Your copy should repeat each record below exactly and contain no images.

Dataset items
★ ★ ★ ★ ★
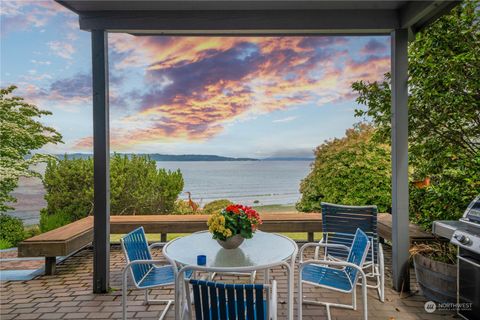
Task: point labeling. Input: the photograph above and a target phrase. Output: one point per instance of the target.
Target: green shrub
(216, 206)
(11, 229)
(353, 170)
(4, 244)
(136, 187)
(443, 114)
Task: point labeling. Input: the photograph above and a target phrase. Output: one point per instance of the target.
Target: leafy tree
(11, 231)
(20, 134)
(444, 114)
(136, 187)
(351, 170)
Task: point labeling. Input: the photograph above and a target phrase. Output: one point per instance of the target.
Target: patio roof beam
(418, 14)
(245, 21)
(101, 163)
(399, 120)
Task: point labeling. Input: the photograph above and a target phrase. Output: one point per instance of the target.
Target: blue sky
(247, 96)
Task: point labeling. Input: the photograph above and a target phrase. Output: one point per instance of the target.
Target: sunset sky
(232, 96)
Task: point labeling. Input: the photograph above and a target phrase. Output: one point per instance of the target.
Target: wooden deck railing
(76, 235)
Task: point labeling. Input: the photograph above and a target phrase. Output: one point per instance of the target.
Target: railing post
(311, 237)
(400, 218)
(101, 163)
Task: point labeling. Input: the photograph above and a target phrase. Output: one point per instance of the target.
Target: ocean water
(246, 182)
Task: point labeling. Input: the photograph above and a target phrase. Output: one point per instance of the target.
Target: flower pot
(437, 280)
(232, 242)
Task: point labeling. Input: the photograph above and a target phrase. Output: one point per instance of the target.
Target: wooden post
(400, 218)
(311, 237)
(50, 265)
(101, 160)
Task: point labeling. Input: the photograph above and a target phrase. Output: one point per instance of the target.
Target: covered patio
(68, 294)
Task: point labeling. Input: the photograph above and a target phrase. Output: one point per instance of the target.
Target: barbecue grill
(465, 233)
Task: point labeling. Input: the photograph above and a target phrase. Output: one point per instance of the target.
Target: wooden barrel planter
(437, 280)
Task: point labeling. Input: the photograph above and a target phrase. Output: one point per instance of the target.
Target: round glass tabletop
(263, 249)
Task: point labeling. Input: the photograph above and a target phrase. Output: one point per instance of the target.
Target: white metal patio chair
(341, 276)
(145, 272)
(220, 301)
(339, 223)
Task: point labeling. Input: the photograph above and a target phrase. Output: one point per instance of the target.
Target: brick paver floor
(68, 295)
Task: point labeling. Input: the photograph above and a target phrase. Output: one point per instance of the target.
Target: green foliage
(136, 187)
(216, 206)
(50, 221)
(444, 114)
(4, 244)
(32, 231)
(353, 170)
(11, 229)
(20, 134)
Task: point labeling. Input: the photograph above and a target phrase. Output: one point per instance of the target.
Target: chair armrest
★ ★ ★ ★ ★
§ **PROBLEM SOLUTION**
Task: point labeling. Input: the photograph above and a target phrase. Output: one point per instance of the target.
Target: green shrub
(216, 206)
(11, 229)
(353, 170)
(4, 244)
(136, 187)
(443, 114)
Task: point labeling. Input: the photograph above and a target phrase. Output: one point per instance of the target.
Target: leafy tree
(11, 231)
(20, 134)
(444, 114)
(136, 187)
(351, 170)
Task: point labeling. Input: the photograph above and a target phrase. Output: one point per instance of the target.
Target: patio roof beam
(418, 14)
(245, 21)
(101, 163)
(399, 120)
Task: point labeling. Input: the photograph above and a target phrase. Output: one point per instance of the target.
Target: blue sky
(247, 96)
Task: point labeling. Input: the photograph above and a target phrase. Output: one point per instance of the target.
Target: sunset sky
(232, 96)
Task: point labeling. Input: the photograph above and a target phrase. Output: one point per instance of the target.
Target: wooden deck railing
(76, 235)
Task: point labeling. Input: the photograph above and a target phrase. Output: one point per instance of the target.
Target: railing post
(311, 237)
(400, 218)
(101, 163)
Task: point labeling. Input: the photograph above and a target phrase. Output: one point per instance of the target.
Target: ocean water
(246, 182)
Task: point labeling. Input: the photograph above and a target phrase. Output: one point per instance of the target.
Target: flower pot
(437, 280)
(232, 242)
Task: point labeling. Input: the photograph above and a target phrase. Output: one point per instance of the target.
Target: wooden post
(400, 218)
(311, 237)
(50, 265)
(101, 160)
Task: point labeling. Input: the photograph above and a target phrase. Output: one point per instance of the target.
Target: covered patio
(68, 294)
Task: point labeling. Input: the photograph above and a target phrase. Output: one point per instance of the target.
Target: barbecue grill
(465, 233)
Task: point labeling. Input: the photograph above and a target phrase. Output: one point per instance of the target.
Target: wooden barrel planter
(437, 280)
Task: point labeling. Input: the photograph above and a target phrase. Output: one point per instance of the target.
Target: round glass tabletop
(263, 249)
Task: point labeling. Input: the photograph above and a target phrase. Output: one point per instance of the target.
Target: white metal patio chair
(341, 276)
(145, 272)
(220, 301)
(339, 223)
Task: point labeling. Input: the photograph above and a target phrase. Output: one point per instance of the target.
Target: brick paver floor
(68, 295)
Task: point labeling. Input: the photograph above and a target phrase. Output: one point per instance of the target.
Target: green foliage
(136, 187)
(216, 206)
(50, 221)
(444, 114)
(4, 244)
(32, 231)
(353, 170)
(11, 229)
(20, 134)
Task: point labeling. Input: the photograph above and a target phrase. Output: one point per instance of the target.
Target: chair armrest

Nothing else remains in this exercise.